Required work:
Format the items as a numbered list, starting with the first line and continuing through the line containing "Draw the outline", and leave out any blank lines.

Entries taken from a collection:
════════════════
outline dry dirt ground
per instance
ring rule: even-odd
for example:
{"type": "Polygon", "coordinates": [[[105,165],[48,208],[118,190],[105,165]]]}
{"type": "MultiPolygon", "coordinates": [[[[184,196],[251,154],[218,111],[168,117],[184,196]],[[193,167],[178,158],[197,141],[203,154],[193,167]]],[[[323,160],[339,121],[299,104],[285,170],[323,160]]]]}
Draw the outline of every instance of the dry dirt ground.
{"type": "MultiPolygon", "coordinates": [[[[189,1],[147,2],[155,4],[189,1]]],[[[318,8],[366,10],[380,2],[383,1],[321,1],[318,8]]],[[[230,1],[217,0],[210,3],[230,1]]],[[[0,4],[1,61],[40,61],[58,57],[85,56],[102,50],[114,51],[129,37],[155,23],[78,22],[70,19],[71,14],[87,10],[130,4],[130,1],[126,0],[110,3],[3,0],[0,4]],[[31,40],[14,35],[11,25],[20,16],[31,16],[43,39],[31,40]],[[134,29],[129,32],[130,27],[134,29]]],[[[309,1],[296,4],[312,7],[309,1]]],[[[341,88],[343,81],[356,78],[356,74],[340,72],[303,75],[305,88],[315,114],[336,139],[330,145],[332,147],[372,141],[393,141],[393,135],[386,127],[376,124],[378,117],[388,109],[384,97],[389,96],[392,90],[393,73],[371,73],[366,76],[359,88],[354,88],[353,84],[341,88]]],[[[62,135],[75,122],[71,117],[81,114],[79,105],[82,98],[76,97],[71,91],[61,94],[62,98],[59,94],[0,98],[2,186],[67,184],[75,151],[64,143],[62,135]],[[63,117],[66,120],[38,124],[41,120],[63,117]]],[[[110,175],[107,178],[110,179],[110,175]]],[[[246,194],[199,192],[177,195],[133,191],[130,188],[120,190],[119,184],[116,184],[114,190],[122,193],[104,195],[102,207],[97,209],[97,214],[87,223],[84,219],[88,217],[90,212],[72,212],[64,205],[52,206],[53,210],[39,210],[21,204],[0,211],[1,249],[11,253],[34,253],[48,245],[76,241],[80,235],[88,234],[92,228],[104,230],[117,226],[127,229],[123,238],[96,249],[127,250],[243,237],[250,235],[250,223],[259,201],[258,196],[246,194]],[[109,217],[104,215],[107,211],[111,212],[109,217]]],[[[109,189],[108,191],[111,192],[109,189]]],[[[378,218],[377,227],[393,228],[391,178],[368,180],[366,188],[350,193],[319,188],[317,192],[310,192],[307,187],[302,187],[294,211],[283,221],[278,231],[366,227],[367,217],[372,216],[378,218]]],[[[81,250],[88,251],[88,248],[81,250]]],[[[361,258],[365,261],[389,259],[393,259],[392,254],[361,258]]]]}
════════════════
Written solution:
1. outline dry dirt ground
2. per instance
3. ring rule: even-odd
4. for example:
5. {"type": "Polygon", "coordinates": [[[105,165],[48,208],[118,190],[105,165]]]}
6. {"type": "MultiPolygon", "coordinates": [[[[184,196],[251,154],[218,111],[168,117],[184,196]],[[193,167],[178,158],[197,141],[203,154],[193,167]]],[[[323,160],[339,121],[299,104],[285,170],[323,160]]]]}
7. Draw the outline of every instance of the dry dirt ground.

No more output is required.